*Short exercise:*
Copy the lines below exactly as they appear, leaving out the picture.

Records from a data source
+++

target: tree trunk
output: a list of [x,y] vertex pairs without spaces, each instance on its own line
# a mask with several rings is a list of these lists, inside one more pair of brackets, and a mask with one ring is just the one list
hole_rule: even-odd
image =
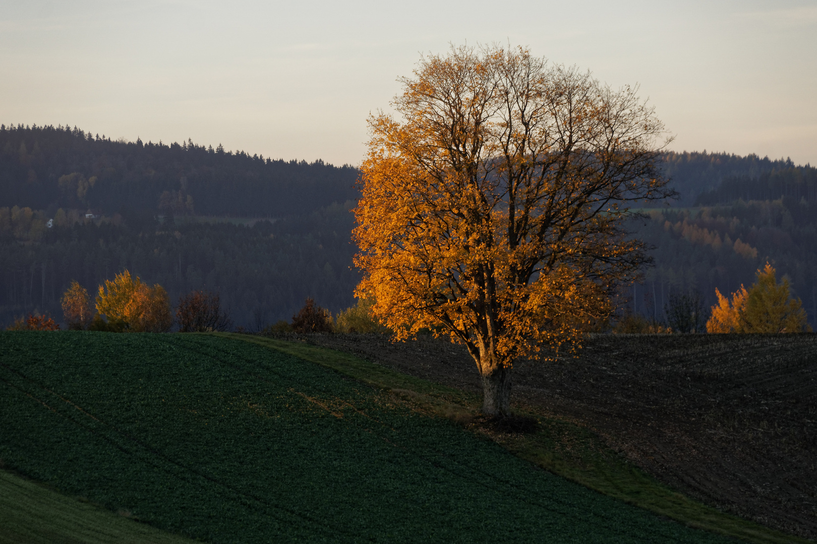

+++

*Answer for this exercise:*
target: tree trunk
output: a list of [x,y] vertex pairs without spaces, each instance on its own line
# a mask with several rings is a list of these lists, inside one more pair of brackets, and a mask with one ring is just the one list
hole_rule: even-odd
image =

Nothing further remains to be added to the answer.